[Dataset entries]
┌────────

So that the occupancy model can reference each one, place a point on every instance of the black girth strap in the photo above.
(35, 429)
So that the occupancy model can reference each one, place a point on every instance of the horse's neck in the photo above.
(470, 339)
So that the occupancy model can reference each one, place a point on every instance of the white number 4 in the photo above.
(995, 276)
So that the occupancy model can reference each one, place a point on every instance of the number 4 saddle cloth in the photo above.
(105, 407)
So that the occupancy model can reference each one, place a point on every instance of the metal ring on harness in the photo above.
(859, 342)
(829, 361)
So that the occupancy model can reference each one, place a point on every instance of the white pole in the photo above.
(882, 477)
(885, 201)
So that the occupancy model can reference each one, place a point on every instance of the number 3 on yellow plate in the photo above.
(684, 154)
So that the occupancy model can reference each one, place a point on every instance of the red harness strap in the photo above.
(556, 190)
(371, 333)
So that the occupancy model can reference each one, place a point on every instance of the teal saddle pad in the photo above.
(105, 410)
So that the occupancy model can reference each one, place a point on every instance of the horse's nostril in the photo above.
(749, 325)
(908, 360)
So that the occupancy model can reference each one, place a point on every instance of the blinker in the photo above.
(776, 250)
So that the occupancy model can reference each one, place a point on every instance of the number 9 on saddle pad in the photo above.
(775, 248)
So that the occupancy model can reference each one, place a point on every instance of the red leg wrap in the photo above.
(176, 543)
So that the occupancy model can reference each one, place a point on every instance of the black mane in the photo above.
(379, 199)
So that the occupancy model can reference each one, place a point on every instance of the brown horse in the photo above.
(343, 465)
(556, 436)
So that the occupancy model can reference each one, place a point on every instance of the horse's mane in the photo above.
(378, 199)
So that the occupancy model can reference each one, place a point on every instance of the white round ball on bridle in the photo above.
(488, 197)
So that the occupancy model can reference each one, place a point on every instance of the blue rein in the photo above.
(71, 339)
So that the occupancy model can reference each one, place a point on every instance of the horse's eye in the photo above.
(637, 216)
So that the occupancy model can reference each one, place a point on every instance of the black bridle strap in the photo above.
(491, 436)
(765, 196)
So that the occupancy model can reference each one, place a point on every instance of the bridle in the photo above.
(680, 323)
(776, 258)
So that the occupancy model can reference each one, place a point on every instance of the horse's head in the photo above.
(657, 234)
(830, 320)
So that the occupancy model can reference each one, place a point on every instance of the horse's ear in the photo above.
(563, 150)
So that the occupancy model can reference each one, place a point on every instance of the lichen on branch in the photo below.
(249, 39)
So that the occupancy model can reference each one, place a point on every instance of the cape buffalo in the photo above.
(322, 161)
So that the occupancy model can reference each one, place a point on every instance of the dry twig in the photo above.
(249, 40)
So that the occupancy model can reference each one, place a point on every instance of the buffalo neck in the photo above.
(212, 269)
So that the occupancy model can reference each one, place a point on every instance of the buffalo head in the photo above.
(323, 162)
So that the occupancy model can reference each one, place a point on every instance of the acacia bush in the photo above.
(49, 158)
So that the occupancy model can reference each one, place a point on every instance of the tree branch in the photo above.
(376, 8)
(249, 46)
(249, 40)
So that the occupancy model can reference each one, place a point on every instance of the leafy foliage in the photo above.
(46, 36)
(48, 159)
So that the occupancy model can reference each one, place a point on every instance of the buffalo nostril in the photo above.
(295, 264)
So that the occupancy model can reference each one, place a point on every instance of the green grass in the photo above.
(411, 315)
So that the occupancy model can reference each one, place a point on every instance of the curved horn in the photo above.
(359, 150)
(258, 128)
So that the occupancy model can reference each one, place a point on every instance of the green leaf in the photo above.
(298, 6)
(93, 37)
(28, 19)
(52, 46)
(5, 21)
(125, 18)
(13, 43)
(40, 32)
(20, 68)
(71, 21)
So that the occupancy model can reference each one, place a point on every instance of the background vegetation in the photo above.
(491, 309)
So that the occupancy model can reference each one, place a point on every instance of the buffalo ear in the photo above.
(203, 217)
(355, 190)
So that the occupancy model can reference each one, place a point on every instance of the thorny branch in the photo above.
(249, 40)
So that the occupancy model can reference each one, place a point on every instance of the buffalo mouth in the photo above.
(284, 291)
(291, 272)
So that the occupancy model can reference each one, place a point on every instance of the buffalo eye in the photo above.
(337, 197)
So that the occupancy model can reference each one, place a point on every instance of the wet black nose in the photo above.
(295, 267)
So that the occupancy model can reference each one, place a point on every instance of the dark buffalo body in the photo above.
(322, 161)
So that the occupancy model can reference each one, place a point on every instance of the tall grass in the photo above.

└────────

- _Task item_: Produce an exact copy of every entry above.

- _Expected output_:
So that the occupancy model can reference each one, place a point on every instance of the black girth strap in the photo above.
(35, 429)
So that the occupancy model can reference each one, place a point on every instance of the horse's neck in the photo above.
(470, 339)
So that the occupancy model can reference each one, place a point on every instance of the white number 4 in the photo above.
(995, 276)
So that the occupancy model can reference each one, place a point on every instance of the number 4 saddle cloth in the photo above.
(105, 407)
So that the occupancy model can reference each one, place a point on every instance of the metal ring on harness in the photo above.
(859, 342)
(829, 361)
So that the occupancy model can reference each one, place a point on every instance of the white pole in the photo above.
(882, 477)
(885, 201)
So that the occupancy model can reference each one, place a point on every instance of the number 3 on yellow plate in the photo above.
(684, 154)
So that the occupancy model can reference each one, place a point on every instance of the red harness strap in the photo above.
(556, 190)
(371, 333)
So that the occupancy model can reference each one, place a point on every instance of the teal saddle pad in the photo above.
(105, 410)
So that the occupancy model can reference each one, place a point on every instance of the horse's nostril in the photo above.
(749, 325)
(908, 360)
So that the occupancy model can reference each one, place a point on every instance of the blinker in the photo above.
(776, 250)
So that the occupancy model can reference each one, place a point on every instance of the number 9 on saddle pad in the photo above.
(775, 248)
So that the occupancy model can reference each one, place a point on every instance of the red leg wrap in the photo above.
(176, 543)
So that the occupancy model can reference each one, place a point on every instance of the black mane in the photo above.
(379, 199)
So that the occupancy model can reference each one, place a point on every instance of the brown horse in the photo above.
(343, 465)
(556, 436)
So that the occupancy model can reference each one, place a point on every instance of the horse's mane in the photo above.
(378, 199)
So that the occupancy model can reference each one, place a point on every instance of the white round ball on bridle in the photo above.
(488, 197)
So that the occupancy model can reference each one, place a point on every instance of the blue rein in the photo above.
(71, 339)
So that the occupancy model can reference each one, place a point on every instance of the horse's eye in the photo above.
(637, 216)
So that the occupancy model can reference each one, place a point on every instance of the black bridle strap in the photo above.
(491, 436)
(765, 196)
So that the occupancy model can reference each one, place a point on every instance of the bridle in the photo above.
(680, 323)
(776, 258)
So that the occupancy model can reference each one, place a point on every instance of the horse's head in the photo above.
(657, 234)
(830, 320)
So that the occupancy model can reference each one, place a point on every instance of the horse's ear in the photo above.
(563, 150)
So that the occupancy model can reference each one, place a point on every instance of the lichen on branch in the photo below.
(249, 39)
So that the occupancy model can reference each one, place a point on every instance of the cape buffalo in the photo above.
(322, 161)
So that the occupancy model can reference each one, place a point on every instance of the dry twig in the photo above.
(249, 40)
So that the occupancy model can reference each one, place a point on every instance of the buffalo neck in the photo above.
(212, 269)
So that the occupancy model can reference each one, place a point on every instance of the buffalo head in the photo above.
(323, 162)
So that the occupancy model can reference each one, place a point on every instance of the acacia bush in the photo above.
(49, 158)
So that the occupancy model can reference each one, place a point on every instance of the tree branch in the photo above.
(376, 8)
(249, 46)
(249, 40)
So that the occupancy model can reference each one, place a point on every instance of the leafy foliage in the photo above.
(46, 36)
(48, 159)
So that the occupancy model can reference each one, place a point on every instance of the buffalo nostril in the photo above.
(295, 264)
So that the occupancy model can reference each one, place a point on every instance of the green grass in the photo above.
(411, 315)
So that the occupancy model can reference each one, place a point on every instance of the curved horn in the photo above.
(359, 150)
(258, 128)
So that the occupancy model can reference each one, place a point on every instance of the green leaf in the photo above.
(298, 6)
(93, 37)
(28, 19)
(52, 46)
(5, 21)
(125, 18)
(13, 43)
(40, 32)
(20, 68)
(71, 21)
So that the occupancy model can reference each one, place a point on every instance of the background vegetation in the photo above.
(491, 309)
So that the occupancy model can reference each one, place a point on every instance of the buffalo ear in the photo above.
(203, 217)
(355, 190)
So that the occupancy model can reference each one, place a point on every instance of the thorny branch in the photo above.
(249, 40)
So that the occupancy model can reference each one, place a point on every instance of the buffalo mouth in the photo above.
(284, 291)
(291, 272)
So that the occupancy model can reference each one, place a point on every instance of the buffalo eye in the photo above.
(337, 197)
So that the occupancy model can reference each one, place a point on every instance of the wet black nose in the photo above.
(295, 267)
So that the occupancy model can reference each one, place a point on every instance of the dark buffalo body in the photo above.
(322, 161)
So that the occupancy model can reference each one, place a point on every instance of the tall grass in the photo above.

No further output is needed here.